*Exercise goal:* When a line in the entries below contains the word "phrase", copy that line.

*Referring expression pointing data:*
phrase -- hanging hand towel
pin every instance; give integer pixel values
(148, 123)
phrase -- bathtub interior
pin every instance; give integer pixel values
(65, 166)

*Answer section:*
phrase -- hanging hand towel
phrase -- bathtub interior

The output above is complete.